**Text shown**.
The good news is that, according to a new book, all this collaboration is often unproductive. Susan Cain's Quiet: The Power of Introverts in a World That Can't Stop Talking argues that what she calls "the New Groupthink" is profoundly misconceived. Solitude produces the best results. Collaboration may be more fun, providing the comfort of noise and company, and it is increasingly part of our education, work and culture, but it works against originality.

Cain is making an obvious point, but one which seems to have been forgotten: "People are more creative when they enjoy privacy and freedom from interruption."

Research supports her. In a survey of 600 computer programmers at 92 companies, it was found that, while those within the same firm performed similarly, there was a huge gap in effectiveness between companies. Those offering staff a degree of privacy produced the best results.

Where did it come from, the obsession with groups? One explanation is the unquestioned and wrong-headed assumption that, if one person can produce a good idea, several together can only achieve more. Our culture may be self-obsessed but, weirdly, it is also one in which the noise of crowds drowns out the unconventional and individual.

**Records supplied**.
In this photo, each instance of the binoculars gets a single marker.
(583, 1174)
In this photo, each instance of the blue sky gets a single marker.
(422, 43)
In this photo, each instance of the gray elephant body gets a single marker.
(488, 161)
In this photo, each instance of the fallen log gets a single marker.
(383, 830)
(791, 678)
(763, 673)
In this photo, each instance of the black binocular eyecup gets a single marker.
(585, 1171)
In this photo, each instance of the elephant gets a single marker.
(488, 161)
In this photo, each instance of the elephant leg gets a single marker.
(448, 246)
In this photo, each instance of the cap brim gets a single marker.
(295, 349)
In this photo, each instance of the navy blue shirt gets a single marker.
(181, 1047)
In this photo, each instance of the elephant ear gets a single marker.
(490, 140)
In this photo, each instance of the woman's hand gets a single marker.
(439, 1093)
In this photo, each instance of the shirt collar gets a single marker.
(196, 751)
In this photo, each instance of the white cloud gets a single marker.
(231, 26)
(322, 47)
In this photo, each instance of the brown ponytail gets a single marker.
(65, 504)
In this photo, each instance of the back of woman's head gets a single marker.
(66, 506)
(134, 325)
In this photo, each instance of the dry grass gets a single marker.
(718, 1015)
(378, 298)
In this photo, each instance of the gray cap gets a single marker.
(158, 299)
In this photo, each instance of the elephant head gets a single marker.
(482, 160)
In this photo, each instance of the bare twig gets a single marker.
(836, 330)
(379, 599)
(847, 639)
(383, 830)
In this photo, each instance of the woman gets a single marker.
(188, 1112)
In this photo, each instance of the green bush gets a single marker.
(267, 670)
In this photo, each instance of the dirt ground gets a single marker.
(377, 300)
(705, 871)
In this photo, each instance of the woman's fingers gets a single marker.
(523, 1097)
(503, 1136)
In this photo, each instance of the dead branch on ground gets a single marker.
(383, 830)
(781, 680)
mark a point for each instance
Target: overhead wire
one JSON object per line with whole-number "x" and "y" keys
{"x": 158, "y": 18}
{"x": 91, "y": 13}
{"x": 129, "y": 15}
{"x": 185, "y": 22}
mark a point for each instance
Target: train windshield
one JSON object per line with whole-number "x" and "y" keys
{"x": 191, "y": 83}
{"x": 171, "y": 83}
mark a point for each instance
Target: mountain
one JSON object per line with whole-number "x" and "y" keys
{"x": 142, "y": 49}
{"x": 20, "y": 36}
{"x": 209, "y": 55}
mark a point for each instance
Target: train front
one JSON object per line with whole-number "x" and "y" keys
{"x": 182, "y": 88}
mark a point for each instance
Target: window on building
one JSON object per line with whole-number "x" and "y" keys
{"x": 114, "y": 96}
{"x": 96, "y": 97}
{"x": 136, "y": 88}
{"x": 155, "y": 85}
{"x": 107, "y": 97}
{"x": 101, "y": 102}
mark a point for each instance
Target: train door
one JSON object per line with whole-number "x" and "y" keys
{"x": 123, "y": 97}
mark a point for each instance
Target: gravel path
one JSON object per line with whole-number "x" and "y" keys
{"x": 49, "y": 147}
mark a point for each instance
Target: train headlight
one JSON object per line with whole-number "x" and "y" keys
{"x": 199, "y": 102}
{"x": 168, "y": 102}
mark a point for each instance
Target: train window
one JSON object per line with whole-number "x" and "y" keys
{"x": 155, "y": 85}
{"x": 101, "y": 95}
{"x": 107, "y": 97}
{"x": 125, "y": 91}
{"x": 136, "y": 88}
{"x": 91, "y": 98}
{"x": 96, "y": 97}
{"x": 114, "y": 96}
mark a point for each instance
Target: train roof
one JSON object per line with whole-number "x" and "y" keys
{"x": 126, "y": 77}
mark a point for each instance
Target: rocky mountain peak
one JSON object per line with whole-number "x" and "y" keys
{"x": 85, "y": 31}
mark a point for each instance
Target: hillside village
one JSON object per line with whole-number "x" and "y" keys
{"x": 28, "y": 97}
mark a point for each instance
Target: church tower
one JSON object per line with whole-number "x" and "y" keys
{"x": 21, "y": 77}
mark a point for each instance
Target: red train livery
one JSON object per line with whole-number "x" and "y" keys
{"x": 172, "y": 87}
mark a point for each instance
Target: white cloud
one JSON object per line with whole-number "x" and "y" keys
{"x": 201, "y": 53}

**To do**.
1. Rewrite the piece on collaboration and solitude starting with "Cain is making" and going on through "produced the best results.", putting "seclusion" in place of "privacy".
2. Pick up the piece on collaboration and solitude after its final sentence and write what comes next.

**Written answers**.
1.
Cain is making an obvious point, but one which seems to have been forgotten: "People are more creative when they enjoy seclusion and freedom from interruption."

Research supports her. In a survey of 600 computer programmers at 92 companies, it was found that, while those within the same firm performed similarly, there was a huge gap in effectiveness between companies. Those offering staff a degree of seclusion produced the best results.

2.
The aversion to solitude is now pervasive. One would think, for example, that writing would be an obviously self-reliant profession. Yet, thanks to creative writing courses, would-be authors are encouraged to believe that, if they meet other writers regularly, sharing their problems, reading out their latest chapter, they will not only learn more and feel less alone, but will actually write better.

It is disastrous, and politically harmful, that schools are infecting children with Groupthink. Solitude is good. It may be harder work, requiring more self-discipline and generally be less fun, but it forces individual ideas and character to come through. No matter what the team-leaders might say, it is likely to be a lot more personally satisfying, too.